• [Requirement]: Give back the full data, retyped precisely.

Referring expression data
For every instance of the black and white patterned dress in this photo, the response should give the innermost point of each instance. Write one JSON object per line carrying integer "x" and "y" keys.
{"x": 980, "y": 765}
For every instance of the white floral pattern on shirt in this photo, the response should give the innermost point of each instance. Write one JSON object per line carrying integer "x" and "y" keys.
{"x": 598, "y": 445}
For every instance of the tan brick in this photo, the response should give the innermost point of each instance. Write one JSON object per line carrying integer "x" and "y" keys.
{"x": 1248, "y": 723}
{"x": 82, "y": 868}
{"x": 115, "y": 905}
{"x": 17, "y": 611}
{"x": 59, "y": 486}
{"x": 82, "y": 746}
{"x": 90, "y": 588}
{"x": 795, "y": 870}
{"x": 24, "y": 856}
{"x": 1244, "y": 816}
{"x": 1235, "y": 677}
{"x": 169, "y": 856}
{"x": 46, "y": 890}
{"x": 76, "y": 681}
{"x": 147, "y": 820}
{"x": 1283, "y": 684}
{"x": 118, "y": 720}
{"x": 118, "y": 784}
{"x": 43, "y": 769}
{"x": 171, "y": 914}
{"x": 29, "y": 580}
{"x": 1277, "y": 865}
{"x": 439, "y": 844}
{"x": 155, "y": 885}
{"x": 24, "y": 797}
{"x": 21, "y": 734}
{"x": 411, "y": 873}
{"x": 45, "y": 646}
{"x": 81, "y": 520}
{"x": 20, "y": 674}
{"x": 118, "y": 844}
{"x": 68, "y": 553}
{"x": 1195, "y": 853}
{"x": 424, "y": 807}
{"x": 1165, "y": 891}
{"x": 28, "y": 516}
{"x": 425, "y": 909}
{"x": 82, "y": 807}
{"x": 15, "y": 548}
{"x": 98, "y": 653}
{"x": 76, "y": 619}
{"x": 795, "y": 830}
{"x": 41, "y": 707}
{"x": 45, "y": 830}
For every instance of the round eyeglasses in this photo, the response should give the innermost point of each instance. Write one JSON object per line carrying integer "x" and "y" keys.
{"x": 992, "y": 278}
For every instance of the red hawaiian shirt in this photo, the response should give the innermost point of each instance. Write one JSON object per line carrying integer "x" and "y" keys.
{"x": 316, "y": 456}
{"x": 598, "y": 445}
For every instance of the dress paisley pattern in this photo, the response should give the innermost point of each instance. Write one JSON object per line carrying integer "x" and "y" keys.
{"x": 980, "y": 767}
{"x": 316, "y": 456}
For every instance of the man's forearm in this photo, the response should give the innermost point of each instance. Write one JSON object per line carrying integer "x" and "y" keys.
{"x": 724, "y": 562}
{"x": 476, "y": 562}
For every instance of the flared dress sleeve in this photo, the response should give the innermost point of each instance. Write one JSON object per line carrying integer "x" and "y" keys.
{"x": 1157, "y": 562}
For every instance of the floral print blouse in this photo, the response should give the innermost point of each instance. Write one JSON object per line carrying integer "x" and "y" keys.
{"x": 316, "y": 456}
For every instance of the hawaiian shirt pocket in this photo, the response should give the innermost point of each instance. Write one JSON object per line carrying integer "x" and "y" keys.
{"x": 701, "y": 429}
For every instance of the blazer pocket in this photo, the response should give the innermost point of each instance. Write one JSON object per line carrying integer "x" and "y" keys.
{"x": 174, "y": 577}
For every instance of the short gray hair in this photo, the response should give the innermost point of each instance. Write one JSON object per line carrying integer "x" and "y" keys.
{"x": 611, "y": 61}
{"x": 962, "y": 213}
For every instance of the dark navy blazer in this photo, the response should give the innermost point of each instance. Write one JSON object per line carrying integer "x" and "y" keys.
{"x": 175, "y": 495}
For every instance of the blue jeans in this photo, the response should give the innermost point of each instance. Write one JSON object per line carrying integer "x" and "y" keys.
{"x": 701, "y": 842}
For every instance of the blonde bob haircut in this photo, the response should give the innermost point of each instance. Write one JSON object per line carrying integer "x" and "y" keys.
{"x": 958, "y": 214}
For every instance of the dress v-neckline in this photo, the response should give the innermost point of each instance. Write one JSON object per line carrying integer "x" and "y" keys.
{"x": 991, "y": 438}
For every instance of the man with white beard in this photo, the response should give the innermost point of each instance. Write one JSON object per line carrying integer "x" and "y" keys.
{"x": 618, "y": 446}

• [Your response]:
For every instance of the black and white patterned dress in this photo, the response should give the innermost point of each instance. Write one JSON object per line carrying integer "x" and "y" keys.
{"x": 980, "y": 765}
For every instance of the white floral pattern on shirt in this photo, the response should give the innermost point of each instance. Write one JSON object per line carrying integer "x" and "y" keys.
{"x": 598, "y": 445}
For every instance of the tan brick in this photo, the response should give the innermost point of each instance. Write one JSON object per line carrying integer "x" and "y" keys.
{"x": 1248, "y": 723}
{"x": 82, "y": 868}
{"x": 115, "y": 905}
{"x": 17, "y": 611}
{"x": 59, "y": 486}
{"x": 82, "y": 746}
{"x": 90, "y": 588}
{"x": 795, "y": 870}
{"x": 24, "y": 856}
{"x": 1244, "y": 816}
{"x": 1235, "y": 677}
{"x": 169, "y": 856}
{"x": 46, "y": 890}
{"x": 76, "y": 681}
{"x": 147, "y": 820}
{"x": 1283, "y": 684}
{"x": 118, "y": 720}
{"x": 118, "y": 784}
{"x": 43, "y": 769}
{"x": 171, "y": 914}
{"x": 29, "y": 580}
{"x": 1277, "y": 865}
{"x": 439, "y": 844}
{"x": 155, "y": 885}
{"x": 24, "y": 797}
{"x": 21, "y": 734}
{"x": 411, "y": 873}
{"x": 45, "y": 646}
{"x": 81, "y": 520}
{"x": 20, "y": 674}
{"x": 118, "y": 844}
{"x": 68, "y": 553}
{"x": 1195, "y": 853}
{"x": 424, "y": 807}
{"x": 1165, "y": 891}
{"x": 28, "y": 516}
{"x": 425, "y": 909}
{"x": 82, "y": 807}
{"x": 15, "y": 548}
{"x": 98, "y": 653}
{"x": 76, "y": 619}
{"x": 795, "y": 830}
{"x": 41, "y": 707}
{"x": 45, "y": 830}
For every instance of the round eyeglasses in this photo, the response should give the innermost point of each instance. Write one JSON object per line carrying integer "x" and "y" keys.
{"x": 992, "y": 278}
For every instance of the red hawaiian shirt in this photo, the response should give the innermost point of each instance. Write one JSON object per line carrying integer "x" and "y" keys.
{"x": 316, "y": 456}
{"x": 598, "y": 445}
For every instance of the dress paisley pattern in this photo, the response should give the innermost point of each instance. Write one JSON object per line carrying integer "x" and "y" keys.
{"x": 980, "y": 767}
{"x": 316, "y": 456}
For every instance of the man's forearm in this photo, the response should give the innermost point of each instance. Write one JSON object per line carrying integer "x" and "y" keys.
{"x": 724, "y": 562}
{"x": 476, "y": 562}
For every instance of the flared dress sleeve in this photo, the response should give the innermost point of each instance. Write one JSON object per line carrying integer "x" and "y" keys.
{"x": 1157, "y": 562}
For every instance of the floral print blouse in this photo, the response should give the innermost point of each instance. Write one JSON object per line carrying integer "x" and "y" keys.
{"x": 316, "y": 456}
For every instance of the hawaiian shirt pocket in this photo, the response should give the innermost point of each instance. Write one JSON object per line carrying integer "x" and "y" keys.
{"x": 701, "y": 429}
For every instance of the blazer pocket in this photo, the response should give the innermost point of each instance. Write one JSON object per line carrying integer "x" and "y" keys.
{"x": 174, "y": 577}
For every instance of the short gray hair in this photo, the response should give the innermost point of each instance. Write one JSON object per line carrying integer "x" and "y" keys.
{"x": 611, "y": 61}
{"x": 962, "y": 213}
For every instance of the dark navy blazer in this photo, the response should give the innermost point of each instance. Write one JSON object per line carrying integer "x" and "y" keys.
{"x": 175, "y": 495}
For every instance of the blue jeans in this photo, the response should give the innermost point of each instance. Write one JSON object per line carrying integer "x" and "y" keys.
{"x": 701, "y": 842}
For every instance of the blonde bob haircut in this photo, the response should give the innermost point of each instance. Write one JSON object per line carrying integer "x" and "y" keys.
{"x": 958, "y": 214}
For every instance of the dress v-neckline in this photo, the response should give the innermost point of each instance. Write one JSON object per line carrying integer "x" and "y" keys.
{"x": 991, "y": 438}
For every instance of the man with white beard in this photo, the response should give the innermost point of each instance. Write one JSON object per line carrying integer "x" and "y" keys.
{"x": 618, "y": 446}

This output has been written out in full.